TASK DESCRIPTION
In the entries that follow, the line with "Identify every instance of the racket" opens the range and the line with "Identify every instance of the wooden" closes it; repeat that range exactly, both lines included.

EXTRACTED INFORMATION
################

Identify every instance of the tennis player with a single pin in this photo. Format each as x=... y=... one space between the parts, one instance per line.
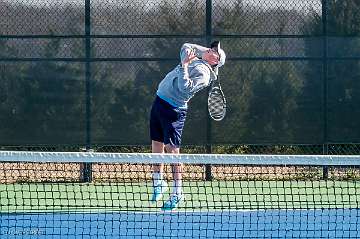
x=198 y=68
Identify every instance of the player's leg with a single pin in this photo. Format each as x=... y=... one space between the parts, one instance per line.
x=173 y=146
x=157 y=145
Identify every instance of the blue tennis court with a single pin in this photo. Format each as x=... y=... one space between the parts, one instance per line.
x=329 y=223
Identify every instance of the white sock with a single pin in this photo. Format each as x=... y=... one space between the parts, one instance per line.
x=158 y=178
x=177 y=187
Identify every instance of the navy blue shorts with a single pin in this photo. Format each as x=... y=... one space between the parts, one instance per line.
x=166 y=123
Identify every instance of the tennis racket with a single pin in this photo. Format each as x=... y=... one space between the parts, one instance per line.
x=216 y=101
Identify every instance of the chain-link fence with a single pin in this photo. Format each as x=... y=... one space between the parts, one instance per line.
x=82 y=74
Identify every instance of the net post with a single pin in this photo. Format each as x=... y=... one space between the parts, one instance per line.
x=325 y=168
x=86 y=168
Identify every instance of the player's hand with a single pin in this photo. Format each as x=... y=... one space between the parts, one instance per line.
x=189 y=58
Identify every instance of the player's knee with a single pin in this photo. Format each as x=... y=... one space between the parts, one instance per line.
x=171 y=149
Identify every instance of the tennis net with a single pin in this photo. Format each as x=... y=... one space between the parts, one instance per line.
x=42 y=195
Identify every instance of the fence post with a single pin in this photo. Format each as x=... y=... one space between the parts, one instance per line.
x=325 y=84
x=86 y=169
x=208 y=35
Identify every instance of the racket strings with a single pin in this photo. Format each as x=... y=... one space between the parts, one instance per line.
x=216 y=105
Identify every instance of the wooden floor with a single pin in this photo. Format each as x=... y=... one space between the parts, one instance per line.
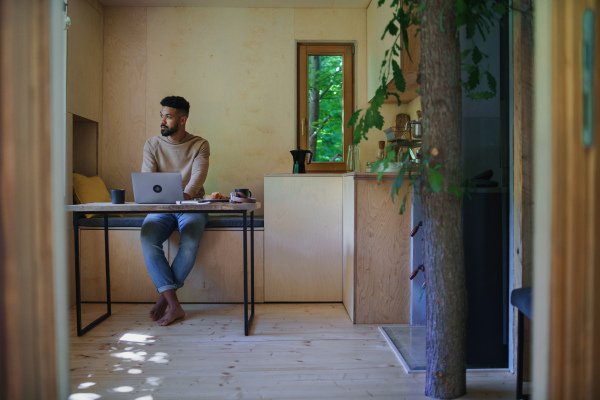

################

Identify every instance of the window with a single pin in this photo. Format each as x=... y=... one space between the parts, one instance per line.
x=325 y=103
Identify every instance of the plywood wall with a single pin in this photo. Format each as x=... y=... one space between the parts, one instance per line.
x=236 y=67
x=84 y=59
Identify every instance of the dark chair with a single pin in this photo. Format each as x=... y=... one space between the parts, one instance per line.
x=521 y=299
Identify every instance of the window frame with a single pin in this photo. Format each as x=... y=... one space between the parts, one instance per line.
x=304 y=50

################

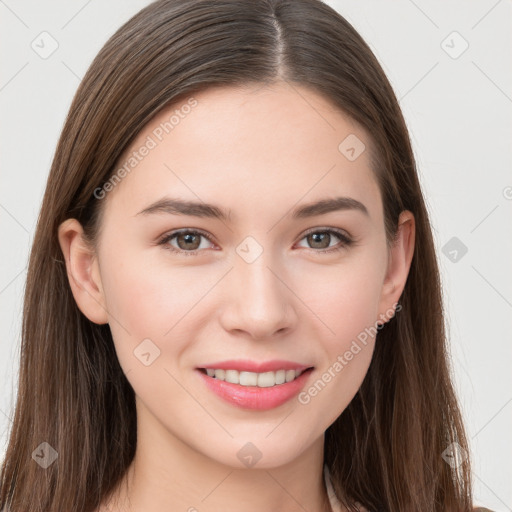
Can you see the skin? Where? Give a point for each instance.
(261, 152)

################

EXERCISE RESPONSE
Identify every instance of the racket strings with a single pin in this photo. Format each as x=... y=... one space between the parts, one instance per line.
x=216 y=105
Identify every instance of the wooden floor with a single pin in this photo. Format each as x=... y=... one space between the parts, one instance per line.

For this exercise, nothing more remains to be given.